GIVEN PROBLEM 1 =
Return the passage from the call-to-action article word for word, starting with "But how do you" and going on through "Why should I click?".
GIVEN PROBLEM 2 =
Answer these about the call-to-action article:
(a) According to the opening paragraph, what does a call to action tell website visitors?
(b) Which question from website visitors does the design answer?
(c) Where do website users expect to see calls to action?

PAGE EXTRACT =
────
Call to actionA call to action is an essential component of most web pages as it tells website visitors where to go next and can help you capture their details before they leave the website. It’s the tipping point between people bouncing away from your site or becoming customers.

But how do you design a call to action button that converts? Why is it that some calls to action are much more powerful than others? Why do some get fantastic clickthrough rates and conversions, while others sit unnoticed and unclicked?

The success of your call to action is about bringing together the right design elements – the colour, background, shape, width, position, CSS elements, etc. – with the right wording. The design answers the first question website visitors have, Where should I click? and the copy answers the second question, Why should I click?

It’s all to do with the psychology of the call to action and how we can use our knowledge of this to create a call to action that converts.

 

People expect a call to action

The positive thing when creating calls to action is that website users expect to see them throughout a website. Anyone who’s spent time online knows that calls to action are widely used and they have experiences of other landing pages, so they know how calls to action work.
────
ENTRIES =

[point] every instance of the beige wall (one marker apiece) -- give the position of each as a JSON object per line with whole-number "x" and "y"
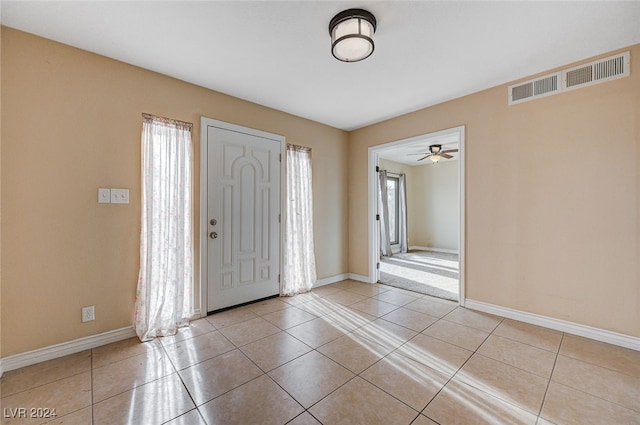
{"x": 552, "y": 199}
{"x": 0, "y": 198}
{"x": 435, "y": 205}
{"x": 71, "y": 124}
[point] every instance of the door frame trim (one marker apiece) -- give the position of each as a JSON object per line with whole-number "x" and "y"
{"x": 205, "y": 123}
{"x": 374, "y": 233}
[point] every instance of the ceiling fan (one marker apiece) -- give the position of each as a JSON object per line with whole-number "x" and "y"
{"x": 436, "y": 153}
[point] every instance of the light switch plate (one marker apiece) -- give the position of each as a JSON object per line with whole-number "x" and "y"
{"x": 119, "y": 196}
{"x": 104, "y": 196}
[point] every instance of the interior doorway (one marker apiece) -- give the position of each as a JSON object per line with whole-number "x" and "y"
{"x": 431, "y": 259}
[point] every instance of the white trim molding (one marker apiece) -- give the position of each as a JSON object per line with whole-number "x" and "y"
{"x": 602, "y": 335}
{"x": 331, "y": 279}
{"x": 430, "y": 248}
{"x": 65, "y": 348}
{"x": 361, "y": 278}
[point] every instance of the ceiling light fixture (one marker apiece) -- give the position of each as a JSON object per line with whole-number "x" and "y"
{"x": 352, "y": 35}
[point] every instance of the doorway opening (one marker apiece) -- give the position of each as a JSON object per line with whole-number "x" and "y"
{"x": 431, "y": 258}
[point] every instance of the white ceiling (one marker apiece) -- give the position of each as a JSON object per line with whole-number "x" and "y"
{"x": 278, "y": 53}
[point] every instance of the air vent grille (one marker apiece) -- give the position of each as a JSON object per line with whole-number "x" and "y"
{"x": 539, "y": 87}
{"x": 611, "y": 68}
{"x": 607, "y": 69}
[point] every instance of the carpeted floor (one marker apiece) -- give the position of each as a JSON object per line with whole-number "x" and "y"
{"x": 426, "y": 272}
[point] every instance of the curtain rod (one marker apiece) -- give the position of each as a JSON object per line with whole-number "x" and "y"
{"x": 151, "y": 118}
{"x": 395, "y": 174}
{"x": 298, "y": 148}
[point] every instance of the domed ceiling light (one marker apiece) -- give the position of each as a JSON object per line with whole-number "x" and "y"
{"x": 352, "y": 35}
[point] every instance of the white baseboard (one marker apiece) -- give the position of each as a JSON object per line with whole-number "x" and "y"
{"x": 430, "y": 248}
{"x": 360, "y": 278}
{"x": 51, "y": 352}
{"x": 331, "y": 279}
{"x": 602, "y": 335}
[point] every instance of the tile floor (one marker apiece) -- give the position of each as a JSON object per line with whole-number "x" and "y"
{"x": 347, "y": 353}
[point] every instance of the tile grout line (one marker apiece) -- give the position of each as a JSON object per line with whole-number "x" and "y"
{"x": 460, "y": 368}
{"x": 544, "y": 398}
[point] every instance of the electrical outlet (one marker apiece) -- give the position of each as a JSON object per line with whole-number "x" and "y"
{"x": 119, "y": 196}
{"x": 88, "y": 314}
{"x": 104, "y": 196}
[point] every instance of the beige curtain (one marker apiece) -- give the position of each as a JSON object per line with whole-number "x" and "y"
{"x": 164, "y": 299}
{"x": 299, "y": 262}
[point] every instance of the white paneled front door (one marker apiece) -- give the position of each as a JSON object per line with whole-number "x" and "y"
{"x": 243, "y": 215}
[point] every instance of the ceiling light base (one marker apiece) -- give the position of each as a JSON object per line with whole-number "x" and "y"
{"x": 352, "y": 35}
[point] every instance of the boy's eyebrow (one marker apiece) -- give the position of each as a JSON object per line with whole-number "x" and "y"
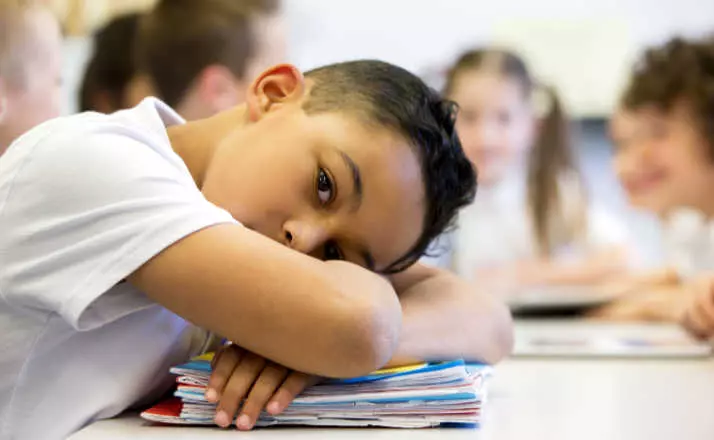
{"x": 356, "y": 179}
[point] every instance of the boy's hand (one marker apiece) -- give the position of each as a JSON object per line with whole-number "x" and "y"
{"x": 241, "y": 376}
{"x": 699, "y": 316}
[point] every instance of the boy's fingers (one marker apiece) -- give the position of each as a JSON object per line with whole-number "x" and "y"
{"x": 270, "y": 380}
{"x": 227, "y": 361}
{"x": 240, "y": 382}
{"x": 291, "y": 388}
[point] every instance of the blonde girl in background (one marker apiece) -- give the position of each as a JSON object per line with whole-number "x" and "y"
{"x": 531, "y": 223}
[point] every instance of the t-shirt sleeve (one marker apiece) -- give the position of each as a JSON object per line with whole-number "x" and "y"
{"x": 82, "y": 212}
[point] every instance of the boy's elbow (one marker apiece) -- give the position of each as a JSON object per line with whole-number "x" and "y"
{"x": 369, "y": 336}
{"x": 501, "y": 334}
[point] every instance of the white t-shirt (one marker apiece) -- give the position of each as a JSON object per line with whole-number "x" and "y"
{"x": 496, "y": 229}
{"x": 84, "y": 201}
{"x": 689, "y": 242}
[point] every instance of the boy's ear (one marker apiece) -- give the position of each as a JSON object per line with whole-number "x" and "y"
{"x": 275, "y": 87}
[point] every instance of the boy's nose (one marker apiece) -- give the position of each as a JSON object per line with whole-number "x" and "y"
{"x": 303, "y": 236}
────
WORKED SOLUTION 1 =
But how do you design a call to action button that converts? Why is it that some calls to action are much more powerful than others? Why do some get fantastic clickthrough rates and conversions, while others sit unnoticed and unclicked?

The success of your call to action is about bringing together the right design elements – the colour, background, shape, width, position, CSS elements, etc. – with the right wording. The design answers the first question website visitors have, Where should I click? and the copy answers the second question, Why should I click?

WORKED SOLUTION 2 =
(a) It tells them where to go next.
(b) Where should I click?
(c) Throughout a website.